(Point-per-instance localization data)
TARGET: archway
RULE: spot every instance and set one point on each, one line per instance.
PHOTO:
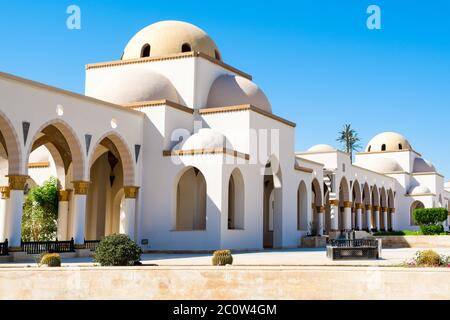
(236, 201)
(191, 201)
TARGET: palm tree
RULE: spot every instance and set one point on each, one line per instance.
(349, 139)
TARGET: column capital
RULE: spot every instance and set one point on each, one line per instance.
(17, 182)
(81, 187)
(5, 192)
(131, 192)
(63, 195)
(348, 204)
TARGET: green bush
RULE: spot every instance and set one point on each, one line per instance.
(51, 260)
(430, 220)
(117, 250)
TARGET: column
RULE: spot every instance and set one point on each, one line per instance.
(129, 209)
(385, 218)
(80, 191)
(359, 216)
(334, 215)
(15, 211)
(63, 214)
(347, 215)
(369, 217)
(377, 217)
(4, 202)
(320, 220)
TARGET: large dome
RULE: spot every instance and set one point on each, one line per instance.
(135, 86)
(230, 90)
(170, 37)
(388, 141)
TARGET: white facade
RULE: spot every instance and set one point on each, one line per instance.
(182, 152)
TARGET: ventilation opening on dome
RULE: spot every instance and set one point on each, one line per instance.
(186, 47)
(145, 52)
(217, 54)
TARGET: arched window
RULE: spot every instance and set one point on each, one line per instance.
(191, 201)
(414, 206)
(145, 52)
(186, 47)
(217, 54)
(236, 201)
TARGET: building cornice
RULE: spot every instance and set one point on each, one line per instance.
(245, 107)
(192, 54)
(158, 103)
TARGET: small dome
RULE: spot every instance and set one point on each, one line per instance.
(170, 37)
(230, 90)
(381, 165)
(135, 86)
(388, 141)
(419, 190)
(422, 165)
(205, 139)
(321, 148)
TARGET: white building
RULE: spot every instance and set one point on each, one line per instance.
(181, 151)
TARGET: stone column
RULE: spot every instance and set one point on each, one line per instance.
(334, 215)
(369, 217)
(15, 211)
(347, 215)
(4, 202)
(385, 218)
(359, 216)
(131, 194)
(377, 217)
(80, 192)
(320, 220)
(63, 214)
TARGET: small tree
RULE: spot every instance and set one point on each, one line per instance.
(40, 214)
(430, 220)
(349, 139)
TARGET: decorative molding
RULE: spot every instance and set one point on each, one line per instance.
(63, 195)
(5, 192)
(184, 55)
(25, 130)
(168, 153)
(17, 182)
(137, 151)
(81, 187)
(131, 192)
(158, 103)
(88, 139)
(245, 107)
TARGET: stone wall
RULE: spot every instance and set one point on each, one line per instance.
(225, 283)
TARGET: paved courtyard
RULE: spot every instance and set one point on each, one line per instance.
(292, 257)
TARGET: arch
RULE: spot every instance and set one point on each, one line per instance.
(10, 141)
(415, 205)
(124, 152)
(74, 154)
(191, 201)
(236, 201)
(302, 207)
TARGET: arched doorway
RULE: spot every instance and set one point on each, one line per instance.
(191, 201)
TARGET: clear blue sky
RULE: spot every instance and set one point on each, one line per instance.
(316, 60)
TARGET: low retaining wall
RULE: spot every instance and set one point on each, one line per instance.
(415, 241)
(225, 283)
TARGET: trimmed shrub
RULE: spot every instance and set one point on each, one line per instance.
(117, 250)
(431, 219)
(222, 258)
(428, 258)
(51, 260)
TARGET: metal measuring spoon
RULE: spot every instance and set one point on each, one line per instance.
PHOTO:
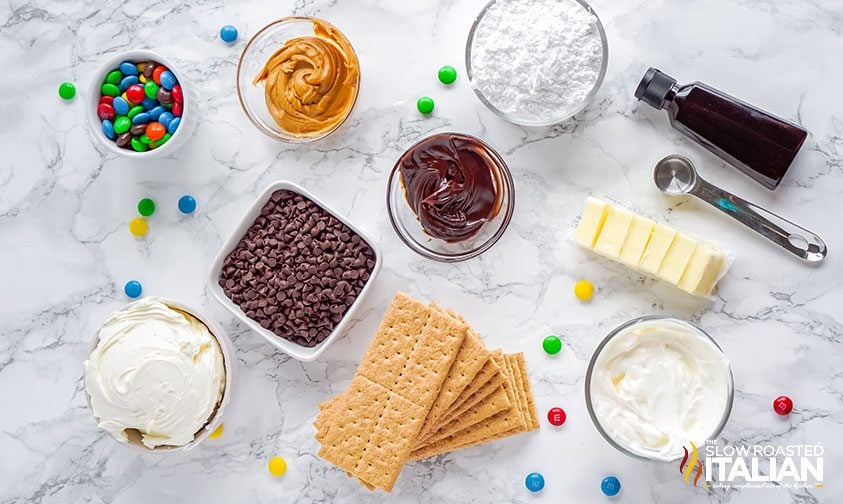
(675, 176)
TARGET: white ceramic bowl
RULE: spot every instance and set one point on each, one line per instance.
(292, 349)
(188, 122)
(230, 363)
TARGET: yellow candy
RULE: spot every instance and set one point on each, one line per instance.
(277, 466)
(138, 226)
(217, 433)
(583, 290)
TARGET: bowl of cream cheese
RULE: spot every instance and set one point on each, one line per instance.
(159, 375)
(657, 384)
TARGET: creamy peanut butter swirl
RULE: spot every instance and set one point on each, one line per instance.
(311, 82)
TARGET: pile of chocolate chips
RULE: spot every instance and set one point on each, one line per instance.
(297, 270)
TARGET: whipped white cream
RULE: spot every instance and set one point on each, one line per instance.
(659, 384)
(156, 370)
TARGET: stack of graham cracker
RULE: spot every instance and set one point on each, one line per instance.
(427, 385)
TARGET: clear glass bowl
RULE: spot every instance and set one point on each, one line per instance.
(409, 230)
(258, 50)
(562, 115)
(727, 411)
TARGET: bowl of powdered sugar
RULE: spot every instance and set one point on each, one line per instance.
(536, 62)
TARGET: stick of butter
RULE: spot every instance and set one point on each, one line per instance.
(649, 247)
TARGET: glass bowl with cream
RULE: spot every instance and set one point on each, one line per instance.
(657, 384)
(298, 79)
(159, 375)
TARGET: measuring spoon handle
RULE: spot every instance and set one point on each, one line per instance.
(795, 239)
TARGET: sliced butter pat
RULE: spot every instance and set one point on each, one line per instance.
(677, 258)
(701, 274)
(591, 222)
(614, 231)
(636, 240)
(656, 250)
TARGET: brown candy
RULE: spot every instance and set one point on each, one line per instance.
(297, 270)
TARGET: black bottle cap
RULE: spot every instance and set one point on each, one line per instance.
(654, 88)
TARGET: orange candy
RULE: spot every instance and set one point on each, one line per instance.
(155, 131)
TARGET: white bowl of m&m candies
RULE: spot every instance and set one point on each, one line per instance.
(140, 105)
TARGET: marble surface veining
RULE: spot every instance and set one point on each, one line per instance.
(66, 250)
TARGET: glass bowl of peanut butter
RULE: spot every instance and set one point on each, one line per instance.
(298, 79)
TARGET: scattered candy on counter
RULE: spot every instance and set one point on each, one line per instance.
(187, 204)
(425, 105)
(228, 33)
(140, 105)
(584, 290)
(783, 405)
(610, 486)
(534, 482)
(216, 434)
(556, 416)
(447, 74)
(146, 207)
(277, 466)
(138, 226)
(552, 344)
(133, 289)
(67, 90)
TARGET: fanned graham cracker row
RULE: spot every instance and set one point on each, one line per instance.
(370, 432)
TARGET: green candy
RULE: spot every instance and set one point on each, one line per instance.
(151, 89)
(114, 77)
(109, 89)
(122, 124)
(138, 145)
(552, 344)
(146, 207)
(447, 74)
(67, 91)
(137, 109)
(425, 105)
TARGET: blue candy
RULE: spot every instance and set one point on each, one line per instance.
(187, 204)
(610, 486)
(141, 118)
(108, 129)
(121, 106)
(156, 112)
(165, 118)
(133, 289)
(128, 68)
(228, 33)
(168, 80)
(534, 482)
(174, 125)
(128, 81)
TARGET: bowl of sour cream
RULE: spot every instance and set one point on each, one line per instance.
(655, 385)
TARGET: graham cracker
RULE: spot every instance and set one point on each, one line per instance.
(371, 431)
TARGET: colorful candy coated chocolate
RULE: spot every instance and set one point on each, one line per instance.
(534, 482)
(133, 288)
(67, 91)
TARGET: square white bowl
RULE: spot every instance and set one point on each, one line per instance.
(292, 349)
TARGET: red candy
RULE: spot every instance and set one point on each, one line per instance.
(156, 74)
(105, 111)
(556, 416)
(783, 405)
(135, 94)
(155, 131)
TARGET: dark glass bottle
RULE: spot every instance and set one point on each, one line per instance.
(758, 143)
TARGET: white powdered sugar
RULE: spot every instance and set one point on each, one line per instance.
(536, 60)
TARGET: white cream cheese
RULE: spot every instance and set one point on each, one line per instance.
(659, 384)
(156, 370)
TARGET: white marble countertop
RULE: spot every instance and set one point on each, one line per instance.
(65, 203)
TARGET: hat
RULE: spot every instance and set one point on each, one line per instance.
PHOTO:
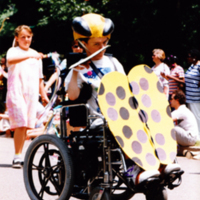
(92, 25)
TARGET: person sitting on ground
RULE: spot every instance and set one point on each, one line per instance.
(186, 126)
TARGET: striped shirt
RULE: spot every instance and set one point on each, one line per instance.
(192, 90)
(176, 72)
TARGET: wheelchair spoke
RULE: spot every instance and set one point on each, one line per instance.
(46, 149)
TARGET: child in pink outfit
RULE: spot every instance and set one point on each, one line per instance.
(24, 84)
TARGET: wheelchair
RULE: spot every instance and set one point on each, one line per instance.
(87, 164)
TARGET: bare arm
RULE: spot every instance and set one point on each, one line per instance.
(42, 92)
(17, 59)
(73, 89)
(180, 80)
(52, 79)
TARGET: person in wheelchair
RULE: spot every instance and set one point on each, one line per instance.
(93, 33)
(90, 164)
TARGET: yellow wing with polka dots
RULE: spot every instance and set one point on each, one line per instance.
(126, 120)
(149, 93)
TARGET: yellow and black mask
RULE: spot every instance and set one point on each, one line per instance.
(92, 25)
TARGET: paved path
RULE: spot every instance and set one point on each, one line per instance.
(12, 184)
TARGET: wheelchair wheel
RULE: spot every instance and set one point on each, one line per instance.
(48, 169)
(95, 192)
(160, 194)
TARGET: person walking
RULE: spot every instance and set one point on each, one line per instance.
(192, 84)
(161, 69)
(185, 123)
(24, 84)
(176, 77)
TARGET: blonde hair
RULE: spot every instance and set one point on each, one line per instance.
(159, 53)
(17, 32)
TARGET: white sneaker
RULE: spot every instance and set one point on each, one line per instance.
(139, 175)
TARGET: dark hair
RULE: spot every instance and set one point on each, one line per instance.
(84, 39)
(180, 96)
(195, 53)
(169, 60)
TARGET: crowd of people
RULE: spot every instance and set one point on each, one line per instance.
(183, 92)
(25, 81)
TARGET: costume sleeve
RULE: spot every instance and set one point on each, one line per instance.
(119, 66)
(80, 80)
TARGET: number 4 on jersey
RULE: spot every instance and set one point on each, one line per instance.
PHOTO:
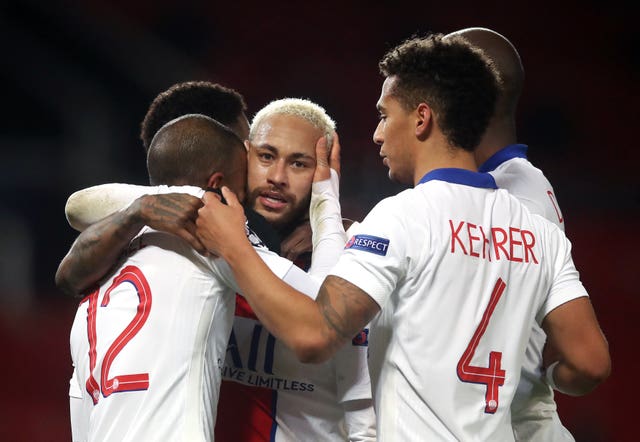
(493, 375)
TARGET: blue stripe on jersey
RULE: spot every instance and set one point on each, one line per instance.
(461, 176)
(274, 407)
(269, 351)
(504, 154)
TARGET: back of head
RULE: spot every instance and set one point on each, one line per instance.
(507, 62)
(455, 79)
(190, 148)
(193, 97)
(305, 109)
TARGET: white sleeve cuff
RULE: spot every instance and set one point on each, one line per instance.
(326, 224)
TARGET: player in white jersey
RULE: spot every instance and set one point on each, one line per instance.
(534, 411)
(267, 394)
(457, 270)
(156, 333)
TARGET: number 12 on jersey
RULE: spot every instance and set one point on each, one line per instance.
(493, 375)
(123, 382)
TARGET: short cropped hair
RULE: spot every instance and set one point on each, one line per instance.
(192, 97)
(299, 107)
(455, 79)
(189, 149)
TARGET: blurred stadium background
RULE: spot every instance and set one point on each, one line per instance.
(79, 76)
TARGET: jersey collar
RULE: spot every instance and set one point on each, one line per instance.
(461, 176)
(504, 154)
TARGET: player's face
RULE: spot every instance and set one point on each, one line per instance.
(281, 164)
(394, 135)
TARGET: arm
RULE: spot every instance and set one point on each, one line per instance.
(97, 249)
(360, 420)
(88, 206)
(582, 350)
(328, 235)
(323, 234)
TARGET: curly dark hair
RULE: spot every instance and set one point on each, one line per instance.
(455, 79)
(192, 97)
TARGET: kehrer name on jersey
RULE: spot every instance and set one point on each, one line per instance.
(495, 243)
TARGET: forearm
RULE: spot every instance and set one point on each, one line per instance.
(96, 250)
(569, 380)
(581, 350)
(326, 223)
(360, 420)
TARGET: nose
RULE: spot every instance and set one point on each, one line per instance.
(278, 174)
(377, 134)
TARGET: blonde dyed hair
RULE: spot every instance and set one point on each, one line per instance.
(298, 107)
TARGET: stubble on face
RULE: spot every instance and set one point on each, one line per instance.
(281, 166)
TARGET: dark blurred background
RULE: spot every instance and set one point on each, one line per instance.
(78, 77)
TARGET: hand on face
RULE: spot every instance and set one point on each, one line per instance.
(298, 242)
(221, 227)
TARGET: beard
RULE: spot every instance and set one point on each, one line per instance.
(283, 220)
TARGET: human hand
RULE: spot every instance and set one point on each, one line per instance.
(327, 158)
(298, 242)
(221, 227)
(173, 213)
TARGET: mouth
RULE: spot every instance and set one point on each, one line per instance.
(272, 200)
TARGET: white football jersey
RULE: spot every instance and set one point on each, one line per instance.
(460, 271)
(534, 412)
(155, 339)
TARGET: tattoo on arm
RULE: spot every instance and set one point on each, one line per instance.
(345, 308)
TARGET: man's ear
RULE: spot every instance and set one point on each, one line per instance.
(424, 121)
(215, 180)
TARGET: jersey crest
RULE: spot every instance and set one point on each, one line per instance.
(368, 243)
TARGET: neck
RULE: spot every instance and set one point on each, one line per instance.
(498, 135)
(456, 157)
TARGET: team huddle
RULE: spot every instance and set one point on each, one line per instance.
(229, 300)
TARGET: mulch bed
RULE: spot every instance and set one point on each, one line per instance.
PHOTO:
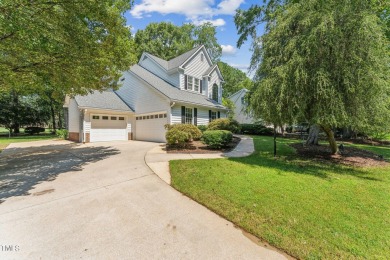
(199, 147)
(349, 156)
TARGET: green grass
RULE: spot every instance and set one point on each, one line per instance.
(310, 210)
(5, 141)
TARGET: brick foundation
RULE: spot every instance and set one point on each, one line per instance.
(75, 137)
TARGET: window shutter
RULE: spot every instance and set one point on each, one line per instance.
(183, 114)
(195, 116)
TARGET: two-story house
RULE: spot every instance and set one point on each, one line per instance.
(152, 93)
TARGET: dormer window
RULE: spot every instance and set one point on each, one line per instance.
(190, 84)
(196, 85)
(193, 84)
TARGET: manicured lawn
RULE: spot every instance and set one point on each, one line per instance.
(5, 141)
(309, 210)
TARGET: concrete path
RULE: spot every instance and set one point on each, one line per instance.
(101, 201)
(158, 159)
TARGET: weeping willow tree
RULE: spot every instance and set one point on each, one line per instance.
(324, 61)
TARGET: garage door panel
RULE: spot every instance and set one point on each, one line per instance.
(151, 130)
(102, 135)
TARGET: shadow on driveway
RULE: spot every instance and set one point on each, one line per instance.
(23, 168)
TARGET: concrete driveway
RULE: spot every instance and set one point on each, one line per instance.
(101, 201)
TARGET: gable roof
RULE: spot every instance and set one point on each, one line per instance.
(171, 91)
(177, 61)
(103, 100)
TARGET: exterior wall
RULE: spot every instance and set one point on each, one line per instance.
(142, 98)
(214, 79)
(203, 114)
(160, 72)
(73, 117)
(239, 110)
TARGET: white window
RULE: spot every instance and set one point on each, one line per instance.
(190, 83)
(196, 85)
(188, 115)
(213, 115)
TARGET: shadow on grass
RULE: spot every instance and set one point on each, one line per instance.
(298, 165)
(23, 168)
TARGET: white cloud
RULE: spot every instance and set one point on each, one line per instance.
(216, 22)
(228, 50)
(199, 11)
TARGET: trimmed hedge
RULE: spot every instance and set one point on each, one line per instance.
(193, 131)
(225, 124)
(217, 138)
(34, 130)
(256, 129)
(177, 137)
(202, 128)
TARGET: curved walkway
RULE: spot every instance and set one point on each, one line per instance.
(158, 160)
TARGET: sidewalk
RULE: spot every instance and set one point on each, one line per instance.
(158, 160)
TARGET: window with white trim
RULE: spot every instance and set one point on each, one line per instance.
(213, 115)
(190, 83)
(188, 115)
(196, 85)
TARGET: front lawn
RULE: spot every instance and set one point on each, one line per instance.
(310, 210)
(5, 141)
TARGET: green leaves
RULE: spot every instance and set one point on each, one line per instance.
(78, 46)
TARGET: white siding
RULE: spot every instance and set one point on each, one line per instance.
(151, 66)
(196, 68)
(74, 117)
(203, 114)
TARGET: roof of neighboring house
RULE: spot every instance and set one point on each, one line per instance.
(103, 100)
(171, 91)
(175, 62)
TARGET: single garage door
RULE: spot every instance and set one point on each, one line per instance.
(108, 128)
(151, 127)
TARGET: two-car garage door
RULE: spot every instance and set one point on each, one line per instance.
(108, 128)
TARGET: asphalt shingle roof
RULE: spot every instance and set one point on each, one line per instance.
(172, 92)
(103, 100)
(175, 62)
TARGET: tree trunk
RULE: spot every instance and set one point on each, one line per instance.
(312, 139)
(332, 141)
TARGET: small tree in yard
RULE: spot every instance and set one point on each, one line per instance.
(324, 61)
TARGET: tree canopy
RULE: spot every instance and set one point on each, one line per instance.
(324, 61)
(168, 41)
(76, 45)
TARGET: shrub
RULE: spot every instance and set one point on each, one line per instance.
(225, 124)
(177, 137)
(256, 129)
(202, 128)
(62, 133)
(193, 131)
(34, 130)
(217, 138)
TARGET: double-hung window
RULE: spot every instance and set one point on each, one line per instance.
(190, 83)
(188, 115)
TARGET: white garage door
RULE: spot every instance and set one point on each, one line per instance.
(151, 127)
(108, 128)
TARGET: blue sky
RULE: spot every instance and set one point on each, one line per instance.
(219, 12)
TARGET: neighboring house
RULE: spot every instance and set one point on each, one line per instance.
(154, 92)
(240, 103)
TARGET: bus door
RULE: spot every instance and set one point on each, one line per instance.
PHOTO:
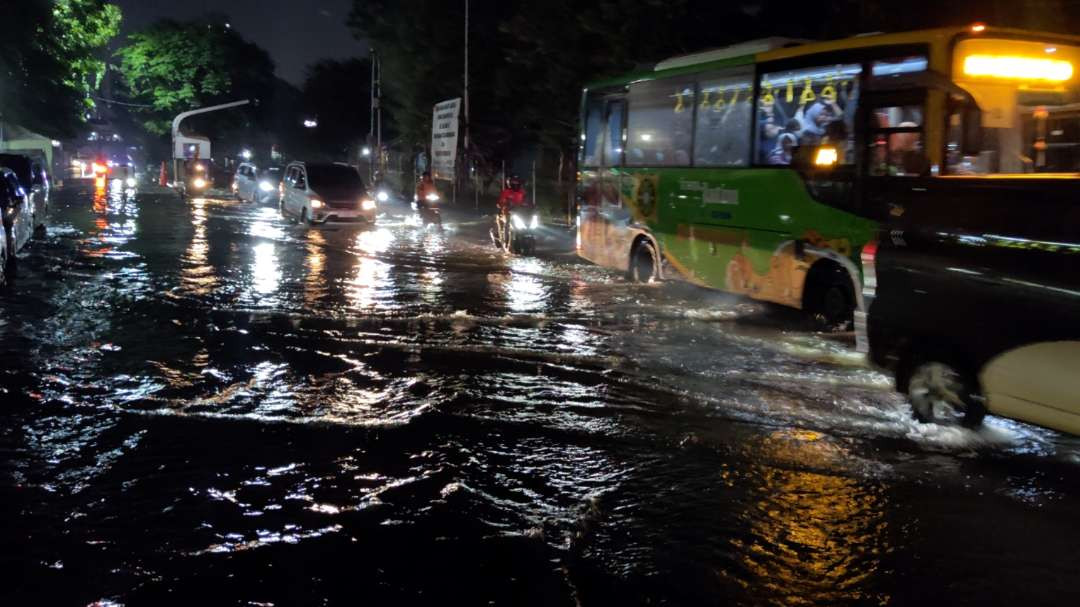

What you need to do. Search the records for lines holding the word "clear", then copy each line you find.

Result for this task.
TARGET: clear blue sky
TARGET: clear glass bowl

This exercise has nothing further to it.